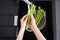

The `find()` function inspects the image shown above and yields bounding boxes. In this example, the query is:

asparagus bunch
[26,4,46,29]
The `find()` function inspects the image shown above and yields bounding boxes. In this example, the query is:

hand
[20,15,27,28]
[30,15,36,28]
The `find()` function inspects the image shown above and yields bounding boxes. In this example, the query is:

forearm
[16,28,25,40]
[32,26,46,40]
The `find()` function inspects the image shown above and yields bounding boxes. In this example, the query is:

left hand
[20,15,27,28]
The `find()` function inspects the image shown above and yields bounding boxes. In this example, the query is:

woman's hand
[30,15,46,40]
[30,15,36,29]
[20,15,27,28]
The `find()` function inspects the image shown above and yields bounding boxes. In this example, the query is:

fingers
[31,15,35,20]
[21,15,27,21]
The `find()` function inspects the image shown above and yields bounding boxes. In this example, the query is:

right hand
[30,15,36,29]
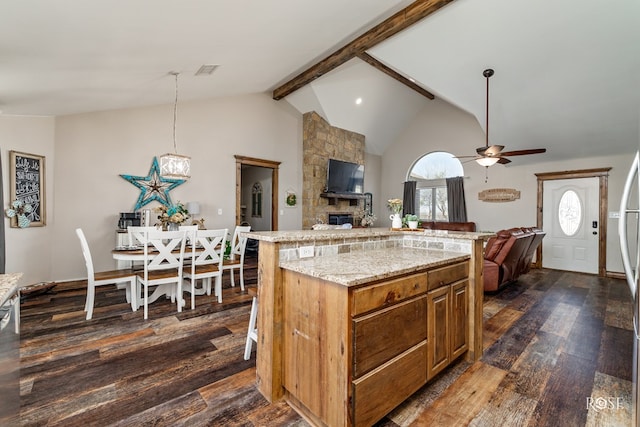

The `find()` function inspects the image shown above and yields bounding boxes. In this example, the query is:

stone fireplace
[327,212,354,225]
[302,111,367,229]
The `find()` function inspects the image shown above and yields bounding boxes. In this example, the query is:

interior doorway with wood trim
[535,168,611,277]
[235,155,280,231]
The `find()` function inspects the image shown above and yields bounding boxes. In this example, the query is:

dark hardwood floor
[21,257,633,427]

REQUIRED WORK
Extract every line of the records that contains the string "hand", matching case exactly.

THE SOLUTION
hand
left hand
woman's hand
right hand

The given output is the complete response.